> WHAT THE TASK REQUIRES:
Please copy the material below, swapping each "Outline" for "Trace" and leaving the rest unchanged.
--- Start ---
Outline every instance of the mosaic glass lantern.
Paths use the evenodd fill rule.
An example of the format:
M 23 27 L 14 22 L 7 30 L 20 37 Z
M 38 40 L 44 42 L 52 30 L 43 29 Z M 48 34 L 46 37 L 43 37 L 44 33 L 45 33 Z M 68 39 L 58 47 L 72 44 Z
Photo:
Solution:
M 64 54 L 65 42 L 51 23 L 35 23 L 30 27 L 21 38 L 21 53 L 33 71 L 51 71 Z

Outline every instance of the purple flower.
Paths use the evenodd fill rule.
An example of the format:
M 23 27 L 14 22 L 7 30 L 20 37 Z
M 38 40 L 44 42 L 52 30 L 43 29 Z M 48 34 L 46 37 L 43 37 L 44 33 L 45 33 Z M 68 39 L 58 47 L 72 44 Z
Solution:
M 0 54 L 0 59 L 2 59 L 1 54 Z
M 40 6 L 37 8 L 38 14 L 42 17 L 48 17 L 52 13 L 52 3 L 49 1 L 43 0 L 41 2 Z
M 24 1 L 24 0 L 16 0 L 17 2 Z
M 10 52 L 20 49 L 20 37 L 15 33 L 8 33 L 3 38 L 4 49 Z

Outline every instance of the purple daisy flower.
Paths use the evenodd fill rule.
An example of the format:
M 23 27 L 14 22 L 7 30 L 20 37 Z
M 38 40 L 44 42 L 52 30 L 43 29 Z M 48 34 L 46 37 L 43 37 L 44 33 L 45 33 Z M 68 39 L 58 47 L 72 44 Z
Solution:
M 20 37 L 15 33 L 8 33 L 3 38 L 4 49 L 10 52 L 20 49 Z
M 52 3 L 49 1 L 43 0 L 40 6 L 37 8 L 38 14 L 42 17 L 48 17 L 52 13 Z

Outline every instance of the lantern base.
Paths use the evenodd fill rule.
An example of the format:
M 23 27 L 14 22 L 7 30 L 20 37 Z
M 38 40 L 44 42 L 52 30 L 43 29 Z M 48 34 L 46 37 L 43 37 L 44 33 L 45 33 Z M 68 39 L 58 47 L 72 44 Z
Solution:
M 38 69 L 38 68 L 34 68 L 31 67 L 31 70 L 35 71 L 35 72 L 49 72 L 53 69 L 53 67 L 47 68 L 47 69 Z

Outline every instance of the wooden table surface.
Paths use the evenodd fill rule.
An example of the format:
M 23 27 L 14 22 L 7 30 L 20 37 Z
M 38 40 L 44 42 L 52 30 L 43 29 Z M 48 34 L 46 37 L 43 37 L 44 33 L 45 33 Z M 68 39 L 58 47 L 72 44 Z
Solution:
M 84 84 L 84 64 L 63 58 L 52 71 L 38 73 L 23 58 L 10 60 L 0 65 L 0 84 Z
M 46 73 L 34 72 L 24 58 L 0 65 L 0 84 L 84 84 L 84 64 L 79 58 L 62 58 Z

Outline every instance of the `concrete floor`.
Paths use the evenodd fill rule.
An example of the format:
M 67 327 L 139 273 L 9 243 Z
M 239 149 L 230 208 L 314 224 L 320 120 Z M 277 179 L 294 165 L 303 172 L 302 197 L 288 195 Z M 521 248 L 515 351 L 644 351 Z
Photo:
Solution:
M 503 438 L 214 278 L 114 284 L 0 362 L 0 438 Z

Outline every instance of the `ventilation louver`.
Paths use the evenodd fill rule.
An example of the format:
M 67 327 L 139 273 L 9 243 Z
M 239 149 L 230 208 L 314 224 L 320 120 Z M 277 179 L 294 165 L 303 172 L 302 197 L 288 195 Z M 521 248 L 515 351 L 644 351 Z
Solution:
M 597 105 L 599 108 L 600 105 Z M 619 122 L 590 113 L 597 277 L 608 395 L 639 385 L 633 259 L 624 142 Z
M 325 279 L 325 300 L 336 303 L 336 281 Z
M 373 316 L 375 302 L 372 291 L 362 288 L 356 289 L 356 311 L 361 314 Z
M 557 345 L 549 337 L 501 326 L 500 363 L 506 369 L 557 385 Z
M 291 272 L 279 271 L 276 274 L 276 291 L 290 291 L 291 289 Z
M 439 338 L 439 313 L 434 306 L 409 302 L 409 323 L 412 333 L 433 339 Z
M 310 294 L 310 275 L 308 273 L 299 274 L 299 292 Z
--- End ---
> THE RESULT:
Trace every instance of the mosaic glass lantern.
Paths use the evenodd fill rule.
An example of the format:
M 23 27 L 14 22 L 7 30 L 20 37 Z
M 38 40 L 44 42 L 52 30 L 43 29 Z M 48 34 L 46 37 L 43 37 L 44 33 L 45 33 Z M 68 39 L 58 47 L 72 44 Z
Photo:
Solution:
M 64 54 L 65 42 L 51 23 L 35 23 L 30 27 L 21 38 L 21 53 L 33 71 L 51 71 Z

Trace every instance of the purple flower.
Paths use the evenodd fill rule.
An example of the format:
M 23 27 L 14 22 L 7 30 L 20 37 Z
M 38 40 L 44 42 L 52 30 L 43 29 Z M 48 34 L 46 37 L 43 37 L 44 33 L 45 33 Z M 68 39 L 58 47 L 72 44 Z
Solution:
M 0 54 L 0 59 L 2 59 L 1 54 Z
M 40 6 L 37 8 L 38 14 L 42 17 L 48 17 L 52 13 L 52 3 L 49 1 L 43 0 L 41 2 Z
M 24 1 L 24 0 L 16 0 L 17 2 Z
M 10 52 L 20 49 L 20 37 L 15 33 L 8 33 L 3 38 L 4 49 Z

Trace every instance of the purple daisy flower.
Paths use the evenodd fill rule.
An example of the format:
M 23 27 L 14 22 L 7 30 L 20 37 Z
M 38 40 L 44 42 L 52 30 L 43 29 Z M 48 34 L 46 37 L 43 37 L 44 33 L 45 33 Z M 68 39 L 58 47 L 72 44 Z
Solution:
M 20 37 L 15 33 L 8 33 L 3 38 L 4 49 L 10 52 L 20 49 Z
M 52 3 L 49 1 L 43 0 L 40 6 L 37 8 L 38 14 L 42 17 L 48 17 L 52 13 Z

Trace every instance of the lantern base.
Paths use the evenodd fill rule.
An example of the format:
M 23 27 L 14 22 L 7 30 L 20 37 Z
M 38 40 L 44 42 L 52 30 L 43 29 Z M 48 34 L 46 37 L 43 37 L 44 33 L 45 33 Z M 68 39 L 58 47 L 72 44 Z
Solution:
M 38 69 L 38 68 L 34 68 L 31 67 L 31 70 L 35 71 L 35 72 L 49 72 L 53 69 L 53 67 L 47 68 L 47 69 Z

Trace every instance of the wooden table surface.
Paths use the evenodd fill rule.
An example of the format:
M 23 27 L 14 22 L 7 30 L 20 37 Z
M 38 40 L 44 42 L 52 30 L 43 29 Z M 48 34 L 46 37 L 43 37 L 44 33 L 45 33 Z M 68 39 L 58 47 L 72 44 Z
Solution:
M 84 84 L 84 64 L 63 58 L 52 71 L 38 73 L 23 58 L 10 60 L 0 65 L 0 84 Z
M 46 73 L 34 72 L 24 58 L 0 65 L 0 84 L 84 84 L 84 64 L 79 58 L 62 58 Z

Trace every instance of the `concrete floor`.
Paths use the evenodd fill rule.
An example of the format:
M 67 327 L 139 273 L 9 243 Z
M 239 149 L 230 208 L 314 224 L 320 120 Z M 277 179 L 294 165 L 303 172 L 302 197 L 288 195 Z M 521 248 L 515 351 L 644 351 Z
Photo:
Solution:
M 503 438 L 214 278 L 114 284 L 0 362 L 0 438 Z

Trace every instance of the `ventilation louver`.
Paths use the evenodd fill rule.
An example of the format:
M 67 327 L 139 273 L 9 243 Z
M 239 149 L 230 208 L 314 224 L 320 120 Z M 277 179 L 294 165 L 303 172 L 302 197 L 288 195 Z M 521 248 L 515 351 L 644 351 Z
Solution:
M 597 105 L 599 108 L 600 105 Z M 619 122 L 590 113 L 597 277 L 608 395 L 639 385 L 633 259 L 624 142 Z
M 325 279 L 325 300 L 336 303 L 336 281 Z
M 373 316 L 375 302 L 372 291 L 362 288 L 356 289 L 356 311 L 361 314 Z
M 557 345 L 549 337 L 501 326 L 500 363 L 506 369 L 557 385 Z
M 291 272 L 279 271 L 276 274 L 276 291 L 290 291 L 291 289 Z
M 439 338 L 439 313 L 434 306 L 409 302 L 409 323 L 412 333 L 433 339 Z
M 310 294 L 310 275 L 308 273 L 299 274 L 299 292 Z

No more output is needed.